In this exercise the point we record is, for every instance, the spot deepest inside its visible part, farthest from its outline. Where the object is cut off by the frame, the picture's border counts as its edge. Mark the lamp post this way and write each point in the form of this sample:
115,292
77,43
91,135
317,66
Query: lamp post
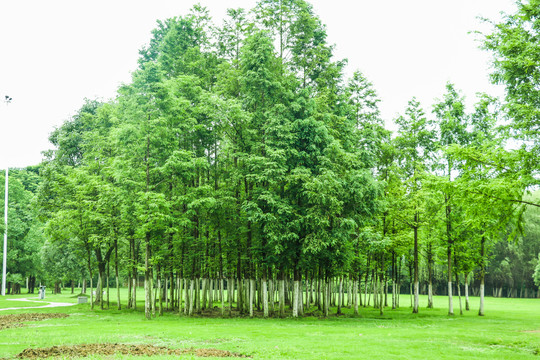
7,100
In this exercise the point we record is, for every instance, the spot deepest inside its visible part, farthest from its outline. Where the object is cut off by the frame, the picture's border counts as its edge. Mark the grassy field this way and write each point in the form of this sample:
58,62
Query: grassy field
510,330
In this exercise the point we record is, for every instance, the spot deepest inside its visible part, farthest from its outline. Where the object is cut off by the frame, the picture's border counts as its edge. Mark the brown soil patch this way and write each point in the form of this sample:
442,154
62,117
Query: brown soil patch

_TASK DIRECTIONS_
Rewrite the lines above as a JSON list of strings, with one string per line and no entries for blank lines. Leave the pictures out of the answer.

_THE REPLY_
[
  "In this exercise the point we record is, for every instance, the spot deepest inside its visible part, farthest from its outline. Where the object is cut off by the frame, the picture's border counts as its edge. Mark the lamp post this way and write each point in the form of this sample:",
  "115,292",
  "77,43",
  "91,135",
  "317,66",
  "Query: lamp post",
  "7,100",
  "In this exercise the point we record is, for every instance, the spot deepest inside its visible part, farthest from its outline. Where the object is cut off by the frame, the picture's border counts as its edge. Mark the grassy field this way and write each point in the form of this sample:",
  "58,62",
  "Query: grassy field",
  "510,330",
  "In this exercise the point we record is, for every instance, the spot deepest inside its visible part, farthest from its outline. Where the object is cut off by the frame, the picture's border counts as its edge. Mark the brown soil patch this way and write each point in the form of this sample:",
  "442,154",
  "62,117",
  "Query: brown soil patch"
]